Wednesday, April 1, 2009

Nickelodeon at 30


Today marks the thirtieth anniversary of Nickelodeon, the premiere cable network geared exclusively toward children. I’ve been thinking about this event for the past couple weeks, and I suspect that no other station, in any country, has had as much influence on children’s television—and hence all of children’s media—as Nick. I say that with full cognizance of PBS and Sesame Street’s fortieth anniversary this fall, and that’s probably hyperbole, but the point I want to really make is that it would be hard to overestimate Nick’s importance in the history of children’s media, particularly in the past PBC decade (Post-Blue’s Clues).

Rather than launch into a major history lesson, I want to start with my own introduction to Nickelodeon: watching Double Dare at the house of my only friend with cable TV in the mid1980s. (Though this is from the 90s, long after I’d moved on to "cooler" things like Animaniacs.)



We weren’t like die hard every day fans, but it did subtly change our perception of 1) what was cool, and 2) what a game show (today read “reality TV”) could mean for someone our age. 

This is pretty cool. It’s a little Nick-produced behind-the-scenes documentary about Double Dare from 1989. There are more segments of it floating around YouTube somewhere.



Now, amazingly, when I googled combinations like “Nickelodeon 30” I came up with nothing, so it doesn’t seem like the network is doing much to publicize its anniversary. (The closest I got was a fan page asking people to list their top thirty favorite Nick shows.) The Nick website had nothing also, just info on last week’s Kids’ Choice Awards, the new Penguins of Madagascar show, and the like. Although one could profitably check out this Penguins sample video as a way to gauge, for instance, how far the station has come in the past twenty-some-odd years.

So there’s not much online about the history of Nick itself, with perhaps Wikipedia being the best brief source; it also has pages about all the satellite channels like Noggin and TV Land.

Here, then, is my summary from chapter two of Dade Hayes’ Anytime Playdate. All credit goes to him, and I won’t quote any of his material directly. (The book is well worth reading, and I’ll be writing about it soon.)

The station essentially started as a single program, called Pinwheel, although its leaders wanted to branch into increased children’s production to vie against PBS children’s programming. The station’s first head was an advertising veteran named Cy Schneider who had already made a name for himself at Ogilvy & Mather developing children’s advertising, among other things. The most prominent foreshadowing of his Nick work was a 1955 commercial for the Burp Gun, considered the first toy commercial ever aired, and the Hot Wheels television show he’d done in the 1960s for network TV, essentially nothing more than a half-hour commercial for toy cars. Pinwheel was a long way from that, though. It was an hour-long live action puppet show, with animated segments. Here’s a nine-minute compilation video—sorry the sound doesn’t come through too well, but Bill Cosby (who has a doctorate in education) is great, as is the original animated Curious George:



The show ran for four years and won a Peabody but didn’t sufficiently differentiate the new station from PBS. Schneider came to television with an obvious advertising bent, but ironically much of Nickelodeon’s fare was so “wholesome” and educational that kids stayed away. (Schneider wrote a memoir entitled Children’s Television: The Art, the Business, and How it Works.)

Region labeling items
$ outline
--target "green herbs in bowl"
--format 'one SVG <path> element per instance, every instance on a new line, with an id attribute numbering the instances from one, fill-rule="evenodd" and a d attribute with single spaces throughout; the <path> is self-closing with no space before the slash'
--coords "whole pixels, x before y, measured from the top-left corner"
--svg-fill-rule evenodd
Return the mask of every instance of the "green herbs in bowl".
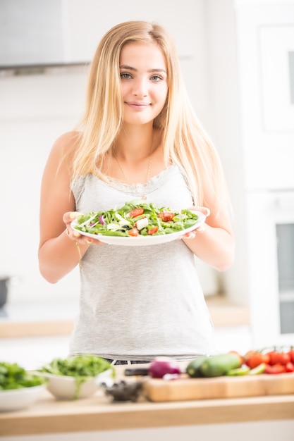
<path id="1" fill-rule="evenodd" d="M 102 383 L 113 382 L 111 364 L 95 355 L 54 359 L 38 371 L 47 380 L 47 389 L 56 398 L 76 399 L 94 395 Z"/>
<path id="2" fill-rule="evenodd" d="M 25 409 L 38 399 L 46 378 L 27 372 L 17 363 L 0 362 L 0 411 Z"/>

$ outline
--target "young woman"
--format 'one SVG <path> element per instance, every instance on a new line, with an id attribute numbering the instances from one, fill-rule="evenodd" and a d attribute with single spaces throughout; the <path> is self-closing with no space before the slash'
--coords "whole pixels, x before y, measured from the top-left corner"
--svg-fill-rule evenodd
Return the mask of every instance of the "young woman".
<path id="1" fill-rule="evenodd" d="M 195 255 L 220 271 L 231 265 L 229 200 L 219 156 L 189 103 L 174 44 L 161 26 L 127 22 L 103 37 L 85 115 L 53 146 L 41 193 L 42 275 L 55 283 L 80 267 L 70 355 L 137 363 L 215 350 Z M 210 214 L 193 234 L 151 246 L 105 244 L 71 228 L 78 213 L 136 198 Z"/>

## GOAL 1
List every television network or channel named in the Nickelodeon article.
## GOAL 2
Carry on the Nickelodeon anniversary article from its final sentence.

## REPLY 1
Nickelodeon, PBS, Noggin, TV Land

## REPLY 2
The station grew gradually until the mid-1980s (my Double Dare-watching era) when Geraldine Laybourne started steering things. Her main contribution, according to Hayes (p. 32), was to start branding and gearing the station to twelve-year-olds. Previously it had been rather rudderless (astonishingly, given Schneider’s advertising background) and hence ineffective in reaching its target demographic. So Laybourne decided to make the station something cool, something kids wouldn’t be ashamed to watch (i.e. it wouldn’t skew too young, be a “baby channel”). And it happened at a time all kids’ TV was booming with Reagan-era deregulation—and, ironically but not coincidentally, PBS saw its funding slashed. She also strongly emphasized animation, increasing its production many-fold (think of Rugrats and Ren & Stimpy, for instance). Nick Jr. launched as a daytime programming block in 1993, and from that point the station has grown exponentially. Herb Scannell took over in 1996, so it was under him that Blue’s Clues, Dora, and, most recently, the entire station of Noggin were launched. Now, whether we want to call Blue a “tipping point” or not, it did alter the face of kids’ television, and in this decade Disney has made a strong run at Nick’s market dominance from the 90s; I haven’t really looked at Nickelodeon’s Kid’s Choice Awards, for instance, but Disney (Hannah Montana, for instance) did well against their hosts/rivals. PBS has also managed to launch Sprout on cable, and Discovery Kids and others are eating into Nick’s share here in the states. That said, I don’t think they’re hurting overly much, in either the preschool or older demographics, and international growth remains strong; one of my first posts on this blog was about the launch of their fiftieth station, in Arabic in the Middle East.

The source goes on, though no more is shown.